*PROMPT 1*.
According to the bribery article, what position did Payton hold at the SSA's Anacostia Office?

*SELECTED TEXT*.
------------------------
Christopher Payton, 46, of Mount Rainier, Md., pled guilty in D.C. District Court Tuesday to one count of bribery. The plea agreement calls for him to pay $54,662 in restitution and an identical amount in a forfeiture money judgment.

According to a statement of offense, signed by the defendant and the government, Payton was a Social Insurance Specialist for the SSA's Anacostia Office in Southeast Washington. His duties included conducting interviews regarding eligibility for benefits, authorizing or disallowing entitlement, and reviewing and authorizing Supplemental Security Income. He had computerized access to the agency's database.

Between January and May of 2013, Payton reportedly met with 13 people as part of his responsibilities at the agency. Upon meeting these individuals, Payton reportedly told them that if they gave him a tip, he would take care of them.

After the victims agreed Payton used his access to cause retroactive Supplemental Security Income benefits to go into the individuals' bank accounts.

"These retroactive payments were not properly authorized, and Payton knew that the people receiving them were not entitled to the extra income," said Bill Miller, public information officer for the U.S. Attorney's Office in D.C.

After the individuals began seeing increased retroactive benefits in their bank accounts, Miller said they met with Payton throughout the Anacostia neighborhood and gave him payments.

"All told, Payton received $54,662 in cash payments from the individuals for his actions," Miller said.

Payton's activities came to light after someone reported his suspicious conduct. In addition, authorities received information through a fraud hotline operated by the Social Security Administration's Office of the Inspector General.

Senior Judge Gladys Kessler scheduled Payton's sentencing for July 16.

The charge carries a statutory maximum of 15 years in prison and financial penalties. Under federal sentencing guidelines, Payton faces a likely range of 30 to 37 months in prison and a fine of up to $60,000.
------------------------
*INPUT ROWS*.
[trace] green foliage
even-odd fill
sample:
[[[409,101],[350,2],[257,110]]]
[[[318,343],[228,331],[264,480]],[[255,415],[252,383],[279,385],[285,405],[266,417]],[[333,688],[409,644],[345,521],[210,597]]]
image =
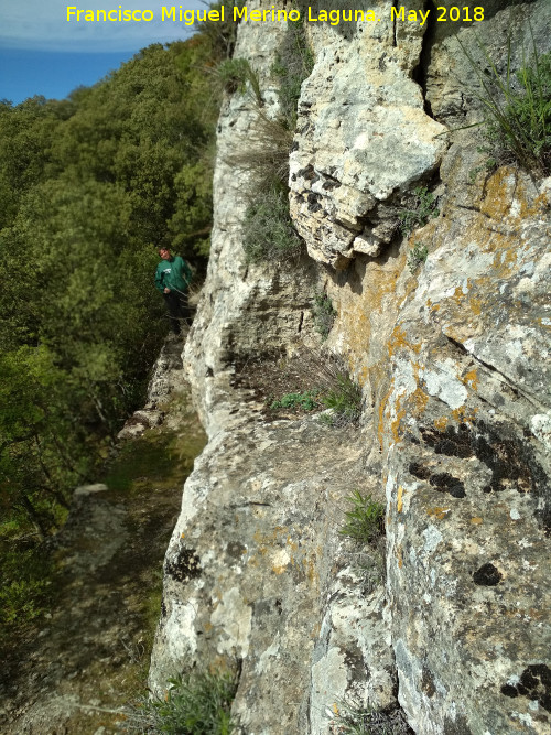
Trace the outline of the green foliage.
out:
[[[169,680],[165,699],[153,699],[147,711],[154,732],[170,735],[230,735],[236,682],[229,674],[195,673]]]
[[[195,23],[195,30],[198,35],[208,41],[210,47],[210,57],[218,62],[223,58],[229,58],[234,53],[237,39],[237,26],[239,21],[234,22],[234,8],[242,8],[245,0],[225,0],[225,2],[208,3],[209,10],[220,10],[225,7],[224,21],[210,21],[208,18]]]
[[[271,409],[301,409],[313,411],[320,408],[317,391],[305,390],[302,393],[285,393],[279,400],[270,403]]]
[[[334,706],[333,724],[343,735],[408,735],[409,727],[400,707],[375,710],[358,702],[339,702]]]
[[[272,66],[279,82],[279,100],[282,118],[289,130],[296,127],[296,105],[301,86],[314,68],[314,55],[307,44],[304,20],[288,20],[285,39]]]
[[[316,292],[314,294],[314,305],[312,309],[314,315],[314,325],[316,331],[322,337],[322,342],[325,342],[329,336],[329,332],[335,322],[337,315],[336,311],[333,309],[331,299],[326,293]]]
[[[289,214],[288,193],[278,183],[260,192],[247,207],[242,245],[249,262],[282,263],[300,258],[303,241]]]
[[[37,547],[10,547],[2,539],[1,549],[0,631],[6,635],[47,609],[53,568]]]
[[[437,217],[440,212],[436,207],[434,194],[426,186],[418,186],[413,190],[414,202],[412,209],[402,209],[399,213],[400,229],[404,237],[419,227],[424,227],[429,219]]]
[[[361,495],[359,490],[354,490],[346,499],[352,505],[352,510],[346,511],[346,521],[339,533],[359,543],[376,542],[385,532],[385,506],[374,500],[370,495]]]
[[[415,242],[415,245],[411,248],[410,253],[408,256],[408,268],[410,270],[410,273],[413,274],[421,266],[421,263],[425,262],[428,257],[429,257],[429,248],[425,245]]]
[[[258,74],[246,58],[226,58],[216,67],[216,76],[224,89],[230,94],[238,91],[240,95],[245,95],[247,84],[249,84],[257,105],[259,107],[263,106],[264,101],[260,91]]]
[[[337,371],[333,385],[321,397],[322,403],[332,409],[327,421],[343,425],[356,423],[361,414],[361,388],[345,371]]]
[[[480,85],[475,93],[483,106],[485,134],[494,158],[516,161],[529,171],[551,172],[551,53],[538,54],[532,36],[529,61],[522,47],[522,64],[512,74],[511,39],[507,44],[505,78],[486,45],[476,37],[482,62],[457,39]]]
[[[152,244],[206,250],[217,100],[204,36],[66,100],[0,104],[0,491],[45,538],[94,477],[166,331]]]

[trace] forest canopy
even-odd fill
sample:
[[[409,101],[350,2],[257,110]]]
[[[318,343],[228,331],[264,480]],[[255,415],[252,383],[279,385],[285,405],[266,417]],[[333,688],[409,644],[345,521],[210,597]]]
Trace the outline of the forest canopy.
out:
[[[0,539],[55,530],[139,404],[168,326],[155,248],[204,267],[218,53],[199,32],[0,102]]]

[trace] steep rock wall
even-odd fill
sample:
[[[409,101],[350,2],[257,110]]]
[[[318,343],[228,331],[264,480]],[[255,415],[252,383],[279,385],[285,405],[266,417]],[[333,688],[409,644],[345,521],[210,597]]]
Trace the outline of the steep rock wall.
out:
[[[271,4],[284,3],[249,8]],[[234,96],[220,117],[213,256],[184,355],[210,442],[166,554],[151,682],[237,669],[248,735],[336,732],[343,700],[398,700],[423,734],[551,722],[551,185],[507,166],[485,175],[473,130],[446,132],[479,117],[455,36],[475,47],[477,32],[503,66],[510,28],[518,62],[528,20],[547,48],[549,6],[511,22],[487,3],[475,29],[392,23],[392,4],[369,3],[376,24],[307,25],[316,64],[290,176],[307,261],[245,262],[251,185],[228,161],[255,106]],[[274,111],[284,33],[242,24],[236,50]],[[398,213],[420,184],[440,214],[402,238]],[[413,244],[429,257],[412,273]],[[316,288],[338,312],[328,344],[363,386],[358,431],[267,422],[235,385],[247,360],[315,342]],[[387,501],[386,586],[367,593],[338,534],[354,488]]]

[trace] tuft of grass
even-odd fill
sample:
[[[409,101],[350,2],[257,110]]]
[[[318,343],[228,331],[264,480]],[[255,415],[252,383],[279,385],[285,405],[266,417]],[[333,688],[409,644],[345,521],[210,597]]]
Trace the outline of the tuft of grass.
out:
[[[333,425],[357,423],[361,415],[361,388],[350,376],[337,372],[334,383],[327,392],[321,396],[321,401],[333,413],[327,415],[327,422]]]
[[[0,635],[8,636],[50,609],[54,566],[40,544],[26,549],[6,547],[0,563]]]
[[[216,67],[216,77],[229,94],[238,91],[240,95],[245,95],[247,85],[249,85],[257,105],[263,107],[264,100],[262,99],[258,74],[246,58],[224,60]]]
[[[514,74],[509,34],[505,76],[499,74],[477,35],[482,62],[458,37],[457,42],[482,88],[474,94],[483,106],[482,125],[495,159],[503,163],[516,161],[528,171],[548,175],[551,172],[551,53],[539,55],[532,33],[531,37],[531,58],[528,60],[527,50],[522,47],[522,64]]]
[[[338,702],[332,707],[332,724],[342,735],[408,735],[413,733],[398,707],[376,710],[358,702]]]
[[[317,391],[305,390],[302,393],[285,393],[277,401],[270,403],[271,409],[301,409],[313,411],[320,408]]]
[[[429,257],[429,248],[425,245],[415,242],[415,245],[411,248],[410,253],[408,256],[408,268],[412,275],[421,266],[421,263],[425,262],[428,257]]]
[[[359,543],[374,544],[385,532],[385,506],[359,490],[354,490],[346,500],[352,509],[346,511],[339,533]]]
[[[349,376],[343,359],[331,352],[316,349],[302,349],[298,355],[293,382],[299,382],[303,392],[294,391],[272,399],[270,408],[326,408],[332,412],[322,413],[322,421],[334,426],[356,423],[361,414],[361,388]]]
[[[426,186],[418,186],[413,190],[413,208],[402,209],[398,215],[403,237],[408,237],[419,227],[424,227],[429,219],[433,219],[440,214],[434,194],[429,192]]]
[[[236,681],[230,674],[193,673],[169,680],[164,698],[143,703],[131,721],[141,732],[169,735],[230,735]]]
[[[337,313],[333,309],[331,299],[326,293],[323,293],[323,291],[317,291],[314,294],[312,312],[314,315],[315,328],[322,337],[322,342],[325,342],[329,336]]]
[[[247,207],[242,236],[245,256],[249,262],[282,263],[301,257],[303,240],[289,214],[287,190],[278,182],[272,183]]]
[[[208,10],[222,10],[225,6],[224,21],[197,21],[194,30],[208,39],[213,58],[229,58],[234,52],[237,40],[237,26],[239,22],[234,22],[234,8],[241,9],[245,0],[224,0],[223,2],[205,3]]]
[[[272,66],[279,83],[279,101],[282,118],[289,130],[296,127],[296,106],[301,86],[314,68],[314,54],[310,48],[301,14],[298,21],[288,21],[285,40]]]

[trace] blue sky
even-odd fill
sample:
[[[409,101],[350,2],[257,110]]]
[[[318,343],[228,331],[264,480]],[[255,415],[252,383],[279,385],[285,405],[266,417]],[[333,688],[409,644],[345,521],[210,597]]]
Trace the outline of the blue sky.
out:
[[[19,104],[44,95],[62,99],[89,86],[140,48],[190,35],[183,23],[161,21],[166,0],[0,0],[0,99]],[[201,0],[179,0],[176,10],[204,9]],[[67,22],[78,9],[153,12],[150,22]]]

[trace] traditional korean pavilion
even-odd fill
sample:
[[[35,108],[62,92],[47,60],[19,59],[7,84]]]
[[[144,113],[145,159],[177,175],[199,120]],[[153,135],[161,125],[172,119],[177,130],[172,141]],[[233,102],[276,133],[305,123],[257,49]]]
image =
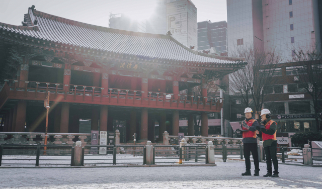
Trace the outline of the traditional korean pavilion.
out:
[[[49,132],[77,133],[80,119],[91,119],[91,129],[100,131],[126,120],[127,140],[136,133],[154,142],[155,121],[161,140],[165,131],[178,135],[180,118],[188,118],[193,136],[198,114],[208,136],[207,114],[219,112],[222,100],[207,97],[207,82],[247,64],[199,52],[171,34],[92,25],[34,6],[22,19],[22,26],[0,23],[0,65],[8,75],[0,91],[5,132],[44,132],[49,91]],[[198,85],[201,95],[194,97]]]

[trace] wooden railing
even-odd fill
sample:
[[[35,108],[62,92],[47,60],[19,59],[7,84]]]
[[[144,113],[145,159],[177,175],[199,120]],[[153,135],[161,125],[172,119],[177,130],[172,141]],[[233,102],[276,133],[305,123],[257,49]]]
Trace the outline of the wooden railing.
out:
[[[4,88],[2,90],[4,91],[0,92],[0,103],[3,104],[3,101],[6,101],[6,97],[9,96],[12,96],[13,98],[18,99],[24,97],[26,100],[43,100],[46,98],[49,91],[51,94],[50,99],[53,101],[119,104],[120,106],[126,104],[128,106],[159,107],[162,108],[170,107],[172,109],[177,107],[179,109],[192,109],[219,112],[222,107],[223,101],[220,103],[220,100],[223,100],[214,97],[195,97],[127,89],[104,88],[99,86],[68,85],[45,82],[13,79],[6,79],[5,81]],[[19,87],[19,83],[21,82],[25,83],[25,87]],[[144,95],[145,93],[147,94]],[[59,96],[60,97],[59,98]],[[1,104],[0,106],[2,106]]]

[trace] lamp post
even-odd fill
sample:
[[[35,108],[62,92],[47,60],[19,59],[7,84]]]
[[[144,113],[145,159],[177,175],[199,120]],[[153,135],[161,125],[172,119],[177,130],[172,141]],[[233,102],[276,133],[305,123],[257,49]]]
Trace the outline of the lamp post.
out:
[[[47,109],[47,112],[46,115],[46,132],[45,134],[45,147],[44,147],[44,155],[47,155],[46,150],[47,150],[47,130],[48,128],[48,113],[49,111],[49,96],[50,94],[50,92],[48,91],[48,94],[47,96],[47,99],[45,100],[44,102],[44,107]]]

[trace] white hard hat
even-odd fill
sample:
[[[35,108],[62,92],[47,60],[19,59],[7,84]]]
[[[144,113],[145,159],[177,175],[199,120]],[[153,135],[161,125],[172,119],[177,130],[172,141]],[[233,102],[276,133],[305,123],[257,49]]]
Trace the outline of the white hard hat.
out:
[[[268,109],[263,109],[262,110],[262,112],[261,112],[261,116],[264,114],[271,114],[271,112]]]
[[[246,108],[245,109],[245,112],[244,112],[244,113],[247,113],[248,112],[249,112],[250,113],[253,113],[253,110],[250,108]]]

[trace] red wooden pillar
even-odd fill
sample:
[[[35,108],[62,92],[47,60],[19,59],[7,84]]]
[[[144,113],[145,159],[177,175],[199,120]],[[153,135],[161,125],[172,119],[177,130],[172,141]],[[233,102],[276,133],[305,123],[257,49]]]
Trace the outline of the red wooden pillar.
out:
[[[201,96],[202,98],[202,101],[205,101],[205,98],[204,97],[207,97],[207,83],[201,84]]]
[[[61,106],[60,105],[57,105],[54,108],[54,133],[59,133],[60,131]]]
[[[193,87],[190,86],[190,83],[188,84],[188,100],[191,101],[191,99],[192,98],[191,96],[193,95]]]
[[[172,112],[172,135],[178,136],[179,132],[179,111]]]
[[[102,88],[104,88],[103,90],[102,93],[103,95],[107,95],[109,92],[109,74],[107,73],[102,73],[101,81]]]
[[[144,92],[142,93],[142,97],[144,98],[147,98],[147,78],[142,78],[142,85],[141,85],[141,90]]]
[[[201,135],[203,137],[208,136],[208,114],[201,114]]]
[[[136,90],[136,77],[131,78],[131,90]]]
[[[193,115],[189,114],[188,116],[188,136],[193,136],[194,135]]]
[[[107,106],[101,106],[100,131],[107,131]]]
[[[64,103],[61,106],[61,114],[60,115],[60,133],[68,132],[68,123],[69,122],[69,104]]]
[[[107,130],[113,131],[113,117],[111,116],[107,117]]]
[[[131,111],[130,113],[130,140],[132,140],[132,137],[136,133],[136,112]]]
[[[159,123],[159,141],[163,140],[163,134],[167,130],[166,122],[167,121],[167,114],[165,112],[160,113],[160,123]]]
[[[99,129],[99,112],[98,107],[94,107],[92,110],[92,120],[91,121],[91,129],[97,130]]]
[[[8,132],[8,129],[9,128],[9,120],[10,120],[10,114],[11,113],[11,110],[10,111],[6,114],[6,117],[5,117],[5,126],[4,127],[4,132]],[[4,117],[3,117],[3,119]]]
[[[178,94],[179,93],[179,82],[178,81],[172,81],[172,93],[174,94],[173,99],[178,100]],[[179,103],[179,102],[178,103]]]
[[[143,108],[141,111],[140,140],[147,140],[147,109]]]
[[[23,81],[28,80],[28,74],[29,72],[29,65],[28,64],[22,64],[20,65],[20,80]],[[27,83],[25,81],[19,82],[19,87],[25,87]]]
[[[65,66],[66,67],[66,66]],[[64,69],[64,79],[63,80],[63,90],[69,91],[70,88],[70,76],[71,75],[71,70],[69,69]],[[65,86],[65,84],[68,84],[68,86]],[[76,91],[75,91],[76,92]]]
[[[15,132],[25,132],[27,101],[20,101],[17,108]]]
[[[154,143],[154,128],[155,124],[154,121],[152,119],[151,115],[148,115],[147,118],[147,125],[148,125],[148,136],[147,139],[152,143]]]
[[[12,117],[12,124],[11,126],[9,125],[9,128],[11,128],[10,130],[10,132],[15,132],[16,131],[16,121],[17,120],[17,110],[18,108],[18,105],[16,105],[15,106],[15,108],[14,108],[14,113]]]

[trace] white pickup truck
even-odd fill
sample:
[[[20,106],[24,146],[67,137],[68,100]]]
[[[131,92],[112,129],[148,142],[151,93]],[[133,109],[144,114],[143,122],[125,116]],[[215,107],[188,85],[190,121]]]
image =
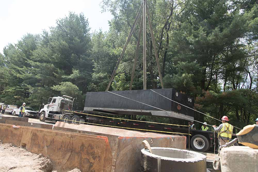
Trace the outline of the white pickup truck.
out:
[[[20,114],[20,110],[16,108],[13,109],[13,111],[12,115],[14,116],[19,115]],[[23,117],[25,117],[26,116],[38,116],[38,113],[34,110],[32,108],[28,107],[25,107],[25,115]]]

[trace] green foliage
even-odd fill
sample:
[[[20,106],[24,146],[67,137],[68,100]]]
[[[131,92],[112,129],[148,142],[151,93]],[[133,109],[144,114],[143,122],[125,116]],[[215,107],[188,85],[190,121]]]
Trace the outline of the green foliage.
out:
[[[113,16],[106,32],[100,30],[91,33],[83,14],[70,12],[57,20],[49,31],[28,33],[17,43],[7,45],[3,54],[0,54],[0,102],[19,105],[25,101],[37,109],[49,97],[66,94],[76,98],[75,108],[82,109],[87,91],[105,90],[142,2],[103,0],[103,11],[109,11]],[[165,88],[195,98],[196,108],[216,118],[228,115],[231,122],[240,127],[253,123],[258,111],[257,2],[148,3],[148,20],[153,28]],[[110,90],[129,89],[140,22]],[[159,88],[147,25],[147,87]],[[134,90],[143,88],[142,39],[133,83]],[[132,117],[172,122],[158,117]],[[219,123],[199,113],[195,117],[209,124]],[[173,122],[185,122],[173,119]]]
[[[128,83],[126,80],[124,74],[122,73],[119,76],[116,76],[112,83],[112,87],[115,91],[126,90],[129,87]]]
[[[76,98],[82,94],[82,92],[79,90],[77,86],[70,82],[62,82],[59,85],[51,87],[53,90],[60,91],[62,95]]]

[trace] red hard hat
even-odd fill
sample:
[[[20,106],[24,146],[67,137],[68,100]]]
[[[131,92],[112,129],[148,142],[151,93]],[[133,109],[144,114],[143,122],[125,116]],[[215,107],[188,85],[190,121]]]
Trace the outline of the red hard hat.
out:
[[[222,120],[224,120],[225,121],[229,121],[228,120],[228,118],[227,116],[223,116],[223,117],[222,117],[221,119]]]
------------------------
*PROMPT 2*.
Copy out the entries from the line containing "[trace] red hard hat" through the end of the entries, inclusive, reproducing each line verbatim.

*EXPECTED OUTPUT 1*.
He was a Social Insurance Specialist.

*EXPECTED OUTPUT 2*.
[trace] red hard hat
even-odd fill
sample:
[[[20,106],[24,146],[67,137],[68,100]]]
[[[131,92],[112,129],[148,142],[151,93]],[[133,109],[144,114],[143,122],[125,116]],[[215,107],[188,85],[190,121]]]
Trace the outline of the red hard hat.
out:
[[[222,120],[224,120],[225,121],[229,121],[228,120],[228,118],[227,116],[223,116],[223,117],[222,117],[221,119]]]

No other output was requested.